[Task to complete]:
Repeat the entries below exactly as they appear, with no pictures.

[Stored data Boundary: Start]

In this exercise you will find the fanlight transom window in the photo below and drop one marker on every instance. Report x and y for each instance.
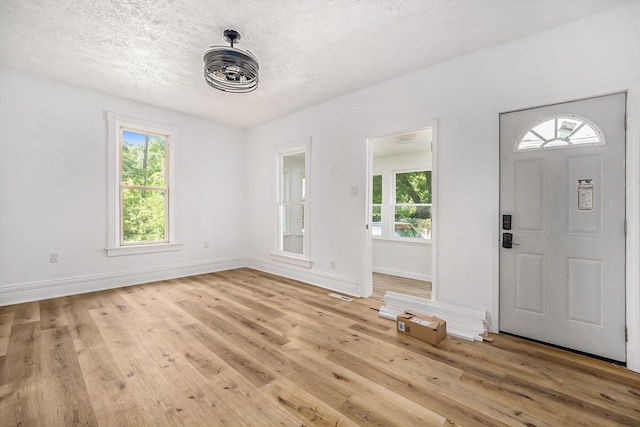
(560, 132)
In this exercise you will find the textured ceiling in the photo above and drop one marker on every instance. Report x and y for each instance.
(309, 50)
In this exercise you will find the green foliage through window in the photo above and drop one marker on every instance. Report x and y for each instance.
(143, 187)
(413, 204)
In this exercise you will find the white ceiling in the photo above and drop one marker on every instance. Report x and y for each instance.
(309, 50)
(406, 143)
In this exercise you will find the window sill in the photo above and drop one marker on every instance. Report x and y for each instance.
(399, 240)
(292, 259)
(143, 249)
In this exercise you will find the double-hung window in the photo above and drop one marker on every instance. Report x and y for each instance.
(401, 205)
(293, 203)
(140, 208)
(412, 204)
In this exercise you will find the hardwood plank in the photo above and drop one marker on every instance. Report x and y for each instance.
(52, 313)
(113, 402)
(304, 405)
(23, 353)
(243, 347)
(66, 386)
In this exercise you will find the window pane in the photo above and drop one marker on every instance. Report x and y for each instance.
(143, 215)
(413, 221)
(376, 221)
(413, 187)
(293, 178)
(292, 228)
(143, 159)
(585, 135)
(546, 129)
(377, 190)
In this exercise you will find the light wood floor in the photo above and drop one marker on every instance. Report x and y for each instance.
(248, 348)
(385, 282)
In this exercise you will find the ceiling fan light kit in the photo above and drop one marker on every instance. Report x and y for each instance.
(229, 69)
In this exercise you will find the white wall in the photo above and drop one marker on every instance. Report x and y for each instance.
(53, 192)
(593, 56)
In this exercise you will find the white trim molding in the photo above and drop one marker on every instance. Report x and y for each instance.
(114, 247)
(633, 228)
(36, 291)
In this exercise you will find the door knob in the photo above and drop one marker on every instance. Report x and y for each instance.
(507, 241)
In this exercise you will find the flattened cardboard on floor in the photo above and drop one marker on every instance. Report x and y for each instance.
(430, 329)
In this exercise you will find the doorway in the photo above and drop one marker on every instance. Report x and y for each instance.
(562, 201)
(400, 213)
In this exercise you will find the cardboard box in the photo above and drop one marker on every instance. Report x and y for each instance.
(430, 329)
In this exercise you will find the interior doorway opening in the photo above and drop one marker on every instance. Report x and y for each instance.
(401, 207)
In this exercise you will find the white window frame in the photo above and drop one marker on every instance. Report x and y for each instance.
(115, 247)
(292, 148)
(380, 205)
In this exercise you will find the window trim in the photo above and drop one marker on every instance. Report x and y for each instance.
(545, 144)
(115, 246)
(295, 147)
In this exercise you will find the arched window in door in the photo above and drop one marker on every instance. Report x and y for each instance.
(560, 132)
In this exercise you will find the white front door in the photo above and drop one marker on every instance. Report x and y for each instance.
(562, 201)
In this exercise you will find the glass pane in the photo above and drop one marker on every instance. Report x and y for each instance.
(413, 187)
(413, 221)
(546, 129)
(529, 141)
(376, 190)
(143, 215)
(293, 178)
(566, 126)
(292, 229)
(143, 159)
(585, 135)
(376, 221)
(556, 143)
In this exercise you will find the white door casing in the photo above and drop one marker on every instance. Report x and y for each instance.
(563, 281)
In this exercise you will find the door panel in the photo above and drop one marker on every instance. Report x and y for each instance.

[Stored data Boundary: End]

[Final answer]:
In this exercise you will find the fanlight transom window in the photo below and drop one marker on every instance. Report x and y for each instance.
(560, 132)
In this exercise you will find the textured ceiling in the photo above and drop one marker on every instance. Report x and y for each instance.
(309, 50)
In this exercise you will find the green foliage through window in the photo above and drop one marker on every instance. Report x and y for each instance.
(143, 187)
(413, 204)
In this exercise you will find the white ceiling in the photo above and drop one marker on every instance. Report x and y for each instance.
(309, 50)
(406, 143)
In this exercise you will find the window sill in the photo above and drop one marker on every instance. Report x and y for each instance.
(399, 240)
(292, 259)
(143, 249)
In this exercise you will find the double-hung window in the photo above and drop one marker on every instance. Report x and y for each instance.
(401, 205)
(293, 203)
(140, 208)
(412, 204)
In this exercise you will find the hardwood plank in the photo above and drop one marker on every instance. Report x and y for each instance.
(52, 313)
(113, 402)
(304, 405)
(23, 353)
(243, 347)
(66, 386)
In this exercise you will find the window pane in the photo above and drop one marker on every instance. Report x and y for each instance.
(143, 215)
(413, 221)
(376, 221)
(413, 187)
(293, 178)
(292, 228)
(143, 159)
(585, 135)
(546, 129)
(377, 190)
In this exercise you will find the light wood floor in the photo above and drop one marker on every instance. Report x and y for each instance.
(248, 348)
(385, 282)
In this exercise you will find the ceiling fan light kit in the photo above and drop one marker on every instance. Report x and y for each instance.
(229, 69)
In this exercise you will find the white wall in the photo above and drop one marker on every instance. Report x and y for each instance.
(53, 192)
(593, 56)
In this exercise you will find the white trim molding in the photo above and drop one marker on every instance. Report x and y for each instance.
(114, 247)
(633, 228)
(36, 291)
In this exercise you will find the door knob in the photo above and drop one marker on every instance. Report x and y for each instance.
(507, 241)
In this exercise you will find the flattened cardboard on floor in the photo above and drop one marker on every instance. Report x and y for each instance.
(430, 329)
In this exercise you will find the doorway in the photo above and drop one marker on every instance. Report x and y for each instance.
(562, 201)
(400, 213)
In this exercise you will find the cardboard box in the photo above and drop one marker on every instance. Report x and y for each instance.
(430, 329)
In this exercise you will find the interior doorway opening in the photo above and drop one marker on every instance. Report x and y for each instance.
(401, 207)
In this exercise you will find the white window frame in the photo above and drop one marker on every instance. Report x and y for each instance.
(115, 247)
(292, 148)
(380, 205)
In this exercise you will find the window trim in the photo above and drop one marker on every instance. Report x and y for each instance.
(545, 144)
(115, 246)
(295, 147)
In this exercise you will find the arched window in door in the photo above and drop one marker on every instance. Report x and y for each instance.
(560, 132)
In this exercise you will find the white front door in the photo above and drop one marker on every instance. Report x and y for each instance.
(562, 201)
In this exercise you will find the glass pane in the photo above and drop one marker on every instance. Report x and y for each instance.
(413, 187)
(413, 221)
(546, 129)
(529, 141)
(376, 190)
(143, 215)
(293, 178)
(566, 126)
(292, 229)
(143, 159)
(585, 135)
(376, 221)
(556, 143)
In this exercise you will find the white door casing in the photo above and drop one marker on every instance. Report x and y for each instance.
(563, 281)
In this exercise you will find the door panel in the photo above and drop one marker on every instance. Report x and y for each instance.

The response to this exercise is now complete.